◆ **YOUR OBJECTIVE**
Please write out the complete listing that follows, exactly as it reads.

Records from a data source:
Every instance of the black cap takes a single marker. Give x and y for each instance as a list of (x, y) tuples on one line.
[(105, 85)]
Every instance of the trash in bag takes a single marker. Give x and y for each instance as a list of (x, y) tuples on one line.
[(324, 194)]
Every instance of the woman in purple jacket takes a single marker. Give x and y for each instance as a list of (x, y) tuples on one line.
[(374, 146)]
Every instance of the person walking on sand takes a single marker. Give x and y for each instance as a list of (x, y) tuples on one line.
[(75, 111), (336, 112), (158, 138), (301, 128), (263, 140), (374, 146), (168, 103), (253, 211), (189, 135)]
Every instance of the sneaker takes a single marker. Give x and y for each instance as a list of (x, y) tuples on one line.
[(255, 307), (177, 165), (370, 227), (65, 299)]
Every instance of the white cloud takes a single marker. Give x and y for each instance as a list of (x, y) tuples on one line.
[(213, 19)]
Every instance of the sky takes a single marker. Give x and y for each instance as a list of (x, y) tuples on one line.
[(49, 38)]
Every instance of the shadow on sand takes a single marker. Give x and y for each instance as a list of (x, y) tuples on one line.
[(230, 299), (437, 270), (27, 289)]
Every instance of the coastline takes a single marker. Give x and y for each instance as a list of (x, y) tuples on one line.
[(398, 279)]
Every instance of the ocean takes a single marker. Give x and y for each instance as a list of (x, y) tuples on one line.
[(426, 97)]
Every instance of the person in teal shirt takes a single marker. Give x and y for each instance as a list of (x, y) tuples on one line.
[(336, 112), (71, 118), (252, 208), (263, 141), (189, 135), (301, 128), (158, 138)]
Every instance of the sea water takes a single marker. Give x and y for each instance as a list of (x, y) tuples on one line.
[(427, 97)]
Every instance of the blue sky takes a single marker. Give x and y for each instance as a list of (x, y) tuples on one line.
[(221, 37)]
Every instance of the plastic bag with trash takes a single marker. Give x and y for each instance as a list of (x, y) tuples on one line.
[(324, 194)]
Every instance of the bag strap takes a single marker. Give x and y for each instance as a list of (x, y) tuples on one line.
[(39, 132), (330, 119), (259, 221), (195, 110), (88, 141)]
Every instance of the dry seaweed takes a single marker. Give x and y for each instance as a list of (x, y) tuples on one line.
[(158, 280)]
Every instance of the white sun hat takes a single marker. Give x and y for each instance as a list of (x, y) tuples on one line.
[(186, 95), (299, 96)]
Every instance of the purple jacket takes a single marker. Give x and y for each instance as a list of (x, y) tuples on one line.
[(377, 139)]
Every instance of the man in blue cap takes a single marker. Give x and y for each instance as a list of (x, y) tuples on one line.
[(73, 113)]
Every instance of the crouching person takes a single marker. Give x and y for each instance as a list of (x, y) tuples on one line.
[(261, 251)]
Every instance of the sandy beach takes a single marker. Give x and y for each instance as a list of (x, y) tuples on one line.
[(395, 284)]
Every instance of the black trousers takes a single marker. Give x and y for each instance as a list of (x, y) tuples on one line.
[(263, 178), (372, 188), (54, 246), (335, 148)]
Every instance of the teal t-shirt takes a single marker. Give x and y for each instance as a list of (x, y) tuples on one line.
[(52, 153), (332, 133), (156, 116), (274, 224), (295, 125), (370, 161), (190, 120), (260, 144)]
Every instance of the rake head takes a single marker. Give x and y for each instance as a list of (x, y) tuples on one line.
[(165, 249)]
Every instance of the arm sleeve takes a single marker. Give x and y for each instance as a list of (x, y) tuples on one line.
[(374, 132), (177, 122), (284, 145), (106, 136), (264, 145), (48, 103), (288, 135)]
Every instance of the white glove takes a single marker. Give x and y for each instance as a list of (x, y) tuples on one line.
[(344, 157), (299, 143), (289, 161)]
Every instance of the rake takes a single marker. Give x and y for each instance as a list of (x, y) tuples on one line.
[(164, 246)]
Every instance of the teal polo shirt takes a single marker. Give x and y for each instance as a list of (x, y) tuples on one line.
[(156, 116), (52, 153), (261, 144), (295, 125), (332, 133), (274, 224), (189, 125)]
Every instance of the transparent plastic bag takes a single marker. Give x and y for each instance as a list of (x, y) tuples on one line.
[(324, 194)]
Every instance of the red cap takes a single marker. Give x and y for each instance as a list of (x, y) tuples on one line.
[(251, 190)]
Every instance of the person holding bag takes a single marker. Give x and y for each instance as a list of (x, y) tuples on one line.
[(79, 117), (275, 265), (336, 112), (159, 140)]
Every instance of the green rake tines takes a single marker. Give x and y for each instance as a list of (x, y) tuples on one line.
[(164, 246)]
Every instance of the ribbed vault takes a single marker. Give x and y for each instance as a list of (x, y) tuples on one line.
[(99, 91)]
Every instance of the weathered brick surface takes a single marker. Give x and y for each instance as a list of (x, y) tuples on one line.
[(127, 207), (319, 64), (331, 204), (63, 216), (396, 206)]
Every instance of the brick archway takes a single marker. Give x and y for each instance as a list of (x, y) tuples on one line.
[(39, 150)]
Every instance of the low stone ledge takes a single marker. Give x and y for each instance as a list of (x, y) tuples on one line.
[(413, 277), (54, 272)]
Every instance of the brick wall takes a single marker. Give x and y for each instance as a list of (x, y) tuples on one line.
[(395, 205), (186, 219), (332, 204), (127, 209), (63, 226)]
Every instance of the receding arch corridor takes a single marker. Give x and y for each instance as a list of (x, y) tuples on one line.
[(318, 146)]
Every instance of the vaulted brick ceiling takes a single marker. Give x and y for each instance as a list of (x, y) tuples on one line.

◆ **RESPONSE BELOW**
Every instance of the black cap takes a single marker. Give x and y for each instance as a list of (x, y) tuples on one line.
[(105, 85)]
Every instance of the trash in bag takes a single marker. Give x and y for each instance as a list of (x, y) tuples on one line.
[(324, 194)]
Every instance of the woman in purple jacket takes a single marker. Give x and y for each instance as a list of (x, y) tuples on one line.
[(374, 146)]
Every instance of the person walking on sand takes a single marker. Give x and y for each instance as a list of (x, y) tuples on one line.
[(75, 111), (336, 112), (158, 138), (301, 128), (263, 140), (374, 146), (168, 103), (253, 211), (189, 135)]
Every instance of the sneaker takes a single marker. Give x and y for each instance as a list of (x, y) tuples on one line.
[(255, 307), (177, 165), (370, 227), (65, 299)]
Every instance of the white cloud takes a single marker. Give x and y for each instance as a list of (x, y) tuples on one line.
[(213, 19)]
Every instance of the sky takes a single marker. Give x and y for each instance as a list of (x, y) tuples on one line.
[(49, 38)]
Every instance of the shadow on sand takes a single marker. Give x and y for each instance as a list of (x, y) tuples on one line.
[(230, 299), (437, 270), (27, 289)]
Every instance of the coastline takes a single marker. Give x and y for each instance as a list of (x, y) tuples on one line.
[(398, 279)]
Every instance of the ocean takes a single marker. Give x and y for each instance as a list of (x, y) tuples on one line.
[(426, 97)]
Every instance of the person in teal shirt takes a single marker. Give x and y for each instance as a list of (x, y) tuples on one line.
[(336, 112), (71, 118), (252, 208), (263, 141), (189, 135), (301, 128), (158, 138)]
Every instance of the sea water takes a single marker. Give x and y for each instance as a list of (x, y) tuples on one line.
[(427, 97)]
Every instance of the blue sky takes a single marker. Give x and y for each instance as a list of (x, y) tuples on one line.
[(221, 37)]
Every instance of the plastic bag with trash takes a single marker. Give x and y for each instance as a list of (x, y) tuples on one line.
[(324, 194)]
Every instance of the bag strap takes a single marker. Give x and y for each instance as a list of (x, y) tuples on one line.
[(39, 132), (330, 119), (259, 221), (195, 110), (88, 141)]
Every instance of the dry seaweed takes a single marker. Give x and y for each instance as a list of (x, y) tuples on one line.
[(158, 280)]
Every instance of the white sun hat takes a single marker. Give x and y for each instance as a list of (x, y) tuples on one line.
[(186, 95), (299, 96)]
Every instance of the purple jacket takes a single marker. Give x and y for each instance as a list of (x, y) tuples on one line.
[(377, 139)]
Every instance of the man in blue cap takes a single marker. Give x and y for each instance as a list of (x, y) tuples on one line.
[(73, 113)]
Every instance of the crouching person takes a single marker. Give x and y for each instance as a list of (x, y) tuples on one line.
[(261, 251)]
Every instance of the sandy beach takes a single marker. Give x and y for each instance as a list of (x, y) tuples on one line.
[(395, 284)]
Every instance of the black trousers takes a single marker. Give x and y for each instance as a list of (x, y) tuples on one line.
[(263, 178), (372, 188), (54, 246), (335, 148)]
Every instance of the teal t-shirt takes a single marker. Give x and y for each instance as a list of (x, y) tuples on one line.
[(52, 153), (332, 133), (156, 116), (274, 224), (295, 125), (370, 161), (190, 120), (260, 144)]
Every instance of the rake head takes a single marker. Give x and y for each instance as a list of (x, y) tuples on one line.
[(165, 249)]
Every instance of the arm sleeve takes a single marker. Give x and y for each instance as a list of (x, y) tuples on one line.
[(374, 132), (177, 122), (284, 145), (106, 136), (264, 145), (48, 103), (288, 135)]
Every instance of the white glove takes a single marker. Give x and y for each instance as a list of (x, y) tuples on one line.
[(344, 157), (299, 143), (289, 161)]
Every instance of the rake takes a single marker. Give x and y for each instance as a list of (x, y) tuples on one line.
[(164, 246)]
Every instance of the teal polo shirt takes a single marker. Give x and y for each instance as a list of (x, y) tuples on one line.
[(156, 116), (52, 153), (261, 144), (295, 125), (332, 133), (274, 224), (189, 125)]
Every instance of the transparent plastic bag takes a single marker. Give x and y for each instance as a list of (x, y) tuples on one line.
[(324, 194)]
Every instance of the red cap takes a single marker. Give x and y for each instance as a list of (x, y) tuples on one line.
[(251, 190)]
Every instance of the person holding bag takes a single marker. Give x and y for each instance as a list of (x, y) tuples on one line.
[(79, 117), (275, 265), (336, 112), (159, 140)]
Every instance of the green rake tines takes a single marker. Give x and y for each instance as a list of (x, y) tuples on one line.
[(164, 246)]
Every instance of the ribbed vault takes a single marker. Give x and y for each instance as a list of (x, y) tuples on one line.
[(99, 91)]
Every instance of the weathered brick surface takes a single marker. Give x and y for each instance as a list of (x, y) tuples on one line.
[(127, 207), (319, 64), (331, 204), (63, 216), (396, 206)]
Every instance of the brick archway takes a single marker. Give x and y for each instance as a list of (x, y) tuples on one line.
[(39, 150)]
Every instance of the low stone ledge takes a single marker. Give x and y for each instance as a list of (x, y) tuples on one line.
[(413, 277), (54, 272)]
Every instance of the brick wall takes a single marker. Give x and y for each instance as a list of (x, y) tuples on one line.
[(395, 205), (186, 219), (332, 204), (127, 209), (63, 226)]
Every instance of the receding arch corridor takes a single marker. Give x and y for each instance as a list of (x, y) tuples on one line.
[(318, 146)]
Every instance of the vaulted brick ceiling takes a single marker. Give x and y for each instance as a list of (x, y) tuples on one line.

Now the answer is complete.